• _WORK ITEM 1_: According to the interview excerpt, which graft recipients in the study were least likely to have a positive HLA antibody screen or to be highly and broadly sensitized against HLA?
• _WORK ITEM 2_: Reproduce everything in the interview excerpt from "In this study, we" down to "their allograft access.".
[[ SOURCE TEXT open ]]
What was being evaluated in this study?

In this study, we examined 672 allograft recipients at our center examining their HLA antibody burden by overall and by sex/parity and by donor type as well. I hypothesized that multipurpose women had a high HLA antibody burden, and that has impacted the choice of donor that was available for them with respect to their allograft access.

Could you summarize the findings?

We found that over 10% of patients were both broadly and highly sensitized against HLA, which is far more than maybe would have been expected. Again, considering that an analysis of this type had not been done before, but specifically, we showed that the multiparous female patients carried the majority of this HLA antibody burden. When we looked at the proportion of highly and broadly sensitized patients, we found that the majority of those patients were multiparous women, and again, multiparous women had the highest proportion with high and broad sensitization to HLA. We also showed that having a high burden of HLA antibodies was associated with choice of donor where haploidentical graft recipients in the study were the least likely to have either a positive HLA antibody screen or to be highly and broadly sensitized against HLA.

Now that a disparity has been determined, what are the next steps for evaluating this and overcoming it?
[[ SOURCE TEXT closed ]]
[[ LISTED RECORDS open ]]
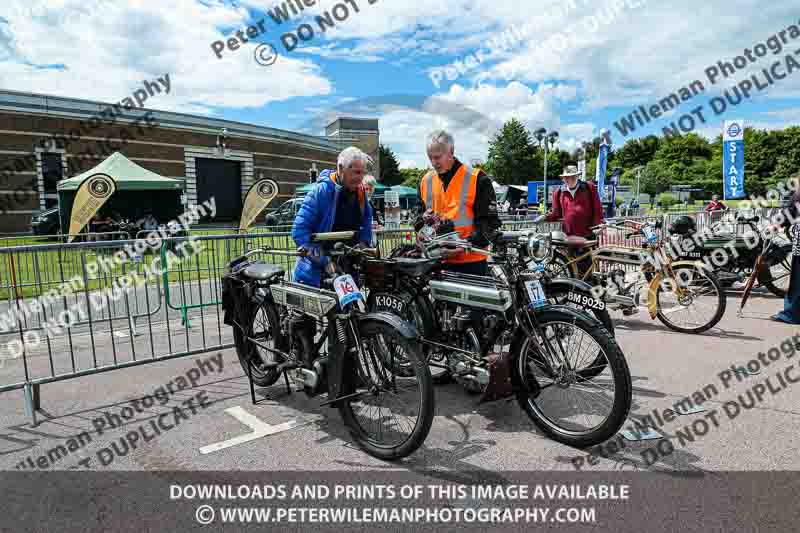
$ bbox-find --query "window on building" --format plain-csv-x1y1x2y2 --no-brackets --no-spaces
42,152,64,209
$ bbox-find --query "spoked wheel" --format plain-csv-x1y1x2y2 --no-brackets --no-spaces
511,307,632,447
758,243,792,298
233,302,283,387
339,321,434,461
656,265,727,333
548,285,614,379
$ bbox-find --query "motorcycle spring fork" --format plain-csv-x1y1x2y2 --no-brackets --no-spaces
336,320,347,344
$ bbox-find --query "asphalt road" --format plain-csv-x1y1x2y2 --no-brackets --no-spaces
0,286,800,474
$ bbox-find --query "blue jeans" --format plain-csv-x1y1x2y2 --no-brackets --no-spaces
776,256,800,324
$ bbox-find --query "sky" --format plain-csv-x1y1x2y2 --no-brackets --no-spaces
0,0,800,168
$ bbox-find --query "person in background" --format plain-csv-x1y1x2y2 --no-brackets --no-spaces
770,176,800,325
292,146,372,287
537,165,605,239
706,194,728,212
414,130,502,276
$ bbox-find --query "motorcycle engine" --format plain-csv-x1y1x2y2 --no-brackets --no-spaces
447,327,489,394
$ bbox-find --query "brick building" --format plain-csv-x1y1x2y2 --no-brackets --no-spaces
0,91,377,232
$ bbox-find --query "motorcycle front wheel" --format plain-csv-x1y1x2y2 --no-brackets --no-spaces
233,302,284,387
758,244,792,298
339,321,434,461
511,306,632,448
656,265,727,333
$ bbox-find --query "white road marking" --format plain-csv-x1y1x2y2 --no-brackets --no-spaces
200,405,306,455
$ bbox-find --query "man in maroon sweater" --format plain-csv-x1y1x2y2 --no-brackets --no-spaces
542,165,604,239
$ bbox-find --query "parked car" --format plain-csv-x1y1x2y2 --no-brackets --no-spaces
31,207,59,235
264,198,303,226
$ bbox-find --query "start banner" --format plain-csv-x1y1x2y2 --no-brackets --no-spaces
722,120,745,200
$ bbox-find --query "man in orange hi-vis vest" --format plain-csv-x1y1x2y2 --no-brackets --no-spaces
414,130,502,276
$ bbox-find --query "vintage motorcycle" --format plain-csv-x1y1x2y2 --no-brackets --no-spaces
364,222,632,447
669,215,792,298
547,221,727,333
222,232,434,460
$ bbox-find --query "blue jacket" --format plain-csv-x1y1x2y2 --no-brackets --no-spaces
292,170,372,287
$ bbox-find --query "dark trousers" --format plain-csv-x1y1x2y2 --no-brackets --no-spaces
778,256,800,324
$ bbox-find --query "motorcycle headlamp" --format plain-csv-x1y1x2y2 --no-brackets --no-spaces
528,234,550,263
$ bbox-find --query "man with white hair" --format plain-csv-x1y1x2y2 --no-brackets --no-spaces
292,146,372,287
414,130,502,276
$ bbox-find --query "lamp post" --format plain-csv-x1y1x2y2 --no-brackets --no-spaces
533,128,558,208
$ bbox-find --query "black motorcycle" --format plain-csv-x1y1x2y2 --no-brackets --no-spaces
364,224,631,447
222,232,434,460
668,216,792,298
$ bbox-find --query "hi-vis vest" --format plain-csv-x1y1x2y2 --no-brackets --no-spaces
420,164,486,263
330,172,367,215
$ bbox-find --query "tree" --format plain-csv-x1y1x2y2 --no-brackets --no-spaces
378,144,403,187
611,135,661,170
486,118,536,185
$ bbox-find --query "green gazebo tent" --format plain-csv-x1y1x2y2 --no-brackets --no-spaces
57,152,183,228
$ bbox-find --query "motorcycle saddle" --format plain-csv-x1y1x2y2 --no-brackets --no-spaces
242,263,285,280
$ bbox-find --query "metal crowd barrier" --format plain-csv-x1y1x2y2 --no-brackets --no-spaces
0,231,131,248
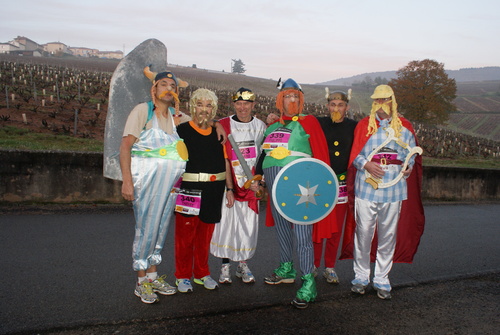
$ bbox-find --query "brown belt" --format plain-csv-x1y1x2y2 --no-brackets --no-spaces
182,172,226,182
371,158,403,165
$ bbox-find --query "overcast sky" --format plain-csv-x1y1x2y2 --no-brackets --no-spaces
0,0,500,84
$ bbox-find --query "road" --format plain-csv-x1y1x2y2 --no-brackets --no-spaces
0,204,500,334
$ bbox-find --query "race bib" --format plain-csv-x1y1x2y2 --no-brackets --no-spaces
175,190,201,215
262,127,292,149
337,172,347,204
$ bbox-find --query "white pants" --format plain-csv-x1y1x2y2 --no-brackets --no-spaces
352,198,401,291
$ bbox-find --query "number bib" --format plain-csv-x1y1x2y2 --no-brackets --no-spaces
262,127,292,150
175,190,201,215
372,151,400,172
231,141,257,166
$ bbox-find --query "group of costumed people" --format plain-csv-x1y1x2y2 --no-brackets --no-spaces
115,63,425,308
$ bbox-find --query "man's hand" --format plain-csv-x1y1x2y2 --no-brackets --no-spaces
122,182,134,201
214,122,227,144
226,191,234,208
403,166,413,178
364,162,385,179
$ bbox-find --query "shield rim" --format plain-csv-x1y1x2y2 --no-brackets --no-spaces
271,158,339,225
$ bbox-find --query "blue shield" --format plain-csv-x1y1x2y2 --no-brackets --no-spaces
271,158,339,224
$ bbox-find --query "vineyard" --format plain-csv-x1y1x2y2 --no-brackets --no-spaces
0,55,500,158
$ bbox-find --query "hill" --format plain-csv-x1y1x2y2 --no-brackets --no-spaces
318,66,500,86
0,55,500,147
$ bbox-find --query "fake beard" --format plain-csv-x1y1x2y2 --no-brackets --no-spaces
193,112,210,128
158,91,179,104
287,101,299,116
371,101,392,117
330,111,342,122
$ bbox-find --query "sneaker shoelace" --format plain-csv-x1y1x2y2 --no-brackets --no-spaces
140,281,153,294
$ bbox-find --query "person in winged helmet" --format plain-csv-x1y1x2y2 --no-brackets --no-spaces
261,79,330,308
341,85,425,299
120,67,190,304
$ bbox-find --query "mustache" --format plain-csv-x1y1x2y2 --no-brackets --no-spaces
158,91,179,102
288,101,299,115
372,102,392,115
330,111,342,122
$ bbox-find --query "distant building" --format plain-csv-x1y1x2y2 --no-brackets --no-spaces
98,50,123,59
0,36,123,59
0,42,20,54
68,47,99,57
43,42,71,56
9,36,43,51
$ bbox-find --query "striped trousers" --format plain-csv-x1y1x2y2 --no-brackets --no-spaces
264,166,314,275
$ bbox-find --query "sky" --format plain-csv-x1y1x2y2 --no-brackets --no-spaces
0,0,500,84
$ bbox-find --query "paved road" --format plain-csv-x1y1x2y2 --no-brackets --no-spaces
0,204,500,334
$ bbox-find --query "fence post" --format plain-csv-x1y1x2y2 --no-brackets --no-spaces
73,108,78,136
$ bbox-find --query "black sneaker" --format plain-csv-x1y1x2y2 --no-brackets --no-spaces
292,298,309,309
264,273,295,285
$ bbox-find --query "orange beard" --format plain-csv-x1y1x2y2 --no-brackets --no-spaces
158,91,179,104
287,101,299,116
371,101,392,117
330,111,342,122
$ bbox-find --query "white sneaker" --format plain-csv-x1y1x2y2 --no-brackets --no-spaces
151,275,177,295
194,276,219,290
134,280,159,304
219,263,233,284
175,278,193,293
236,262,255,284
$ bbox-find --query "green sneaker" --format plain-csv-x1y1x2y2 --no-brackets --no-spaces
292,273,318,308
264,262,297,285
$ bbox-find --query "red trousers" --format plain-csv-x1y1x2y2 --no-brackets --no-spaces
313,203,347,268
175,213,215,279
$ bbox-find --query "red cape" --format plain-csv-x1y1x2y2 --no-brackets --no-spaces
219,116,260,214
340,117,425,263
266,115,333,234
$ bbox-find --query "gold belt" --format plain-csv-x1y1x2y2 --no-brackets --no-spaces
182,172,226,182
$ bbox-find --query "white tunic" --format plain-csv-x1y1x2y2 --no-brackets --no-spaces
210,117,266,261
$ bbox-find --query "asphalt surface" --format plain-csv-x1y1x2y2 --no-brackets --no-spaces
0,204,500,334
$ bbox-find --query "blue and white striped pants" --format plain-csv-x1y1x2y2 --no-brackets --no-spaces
[[ LISTED RECORDS closed ]]
• _TASK OUTPUT 1_: Haploidentical graft recipients.

• _TASK OUTPUT 2_:
In this study, we examined 672 allograft recipients at our center examining their HLA antibody burden by overall and by sex/parity and by donor type as well. I hypothesized that multipurpose women had a high HLA antibody burden, and that has impacted the choice of donor that was available for them with respect to their allograft access.